[Voci per l'etichettatura della posizione degli oggetti]
+ + + + +
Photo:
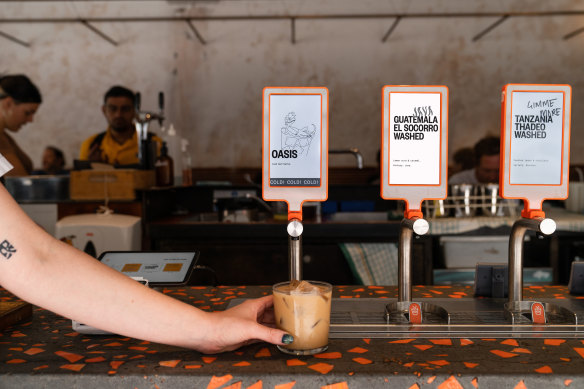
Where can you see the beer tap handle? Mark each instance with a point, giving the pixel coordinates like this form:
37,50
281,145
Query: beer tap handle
137,101
161,101
161,107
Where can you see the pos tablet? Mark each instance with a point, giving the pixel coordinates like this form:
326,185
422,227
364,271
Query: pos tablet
149,268
164,268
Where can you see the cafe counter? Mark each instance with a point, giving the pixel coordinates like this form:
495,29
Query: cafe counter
48,353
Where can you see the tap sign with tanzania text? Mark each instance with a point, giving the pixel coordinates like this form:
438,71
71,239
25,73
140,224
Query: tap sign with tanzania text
414,135
295,145
535,144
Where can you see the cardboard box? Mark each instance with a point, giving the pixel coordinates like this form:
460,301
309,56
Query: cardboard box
117,184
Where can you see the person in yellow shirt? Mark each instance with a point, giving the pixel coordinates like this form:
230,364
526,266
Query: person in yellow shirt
119,144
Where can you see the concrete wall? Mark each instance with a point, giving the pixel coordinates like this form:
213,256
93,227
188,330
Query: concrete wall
213,91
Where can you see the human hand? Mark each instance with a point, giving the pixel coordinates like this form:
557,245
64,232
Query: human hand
247,323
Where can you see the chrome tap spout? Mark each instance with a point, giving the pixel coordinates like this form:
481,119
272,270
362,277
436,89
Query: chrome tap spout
356,153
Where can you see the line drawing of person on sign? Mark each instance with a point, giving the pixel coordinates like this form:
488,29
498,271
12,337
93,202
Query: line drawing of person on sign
294,138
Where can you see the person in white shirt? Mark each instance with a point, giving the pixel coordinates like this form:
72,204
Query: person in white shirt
54,275
486,168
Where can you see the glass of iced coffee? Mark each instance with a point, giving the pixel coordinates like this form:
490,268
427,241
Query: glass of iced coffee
303,309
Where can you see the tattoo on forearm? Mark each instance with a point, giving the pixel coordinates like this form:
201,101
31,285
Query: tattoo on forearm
7,249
+ + + + +
▸ **Consegna**: Puoi trasformare in un elenco numerato le righe dei dati che vanno dalla riga con "Where can you see the glass" fino alla fine dei dati, entrambe incluse, tralasciando le righe vuote?

▸ **Risposta**:
1. Where can you see the glass of iced coffee? Mark each instance with a point, giving the pixel coordinates like this form:
2. 490,268
3. 427,241
4. Query: glass of iced coffee
5. 303,309
6. Where can you see the tattoo on forearm? Mark each instance with a point, giving the pixel coordinates like this form:
7. 201,101
8. 31,285
9. Query: tattoo on forearm
10. 7,249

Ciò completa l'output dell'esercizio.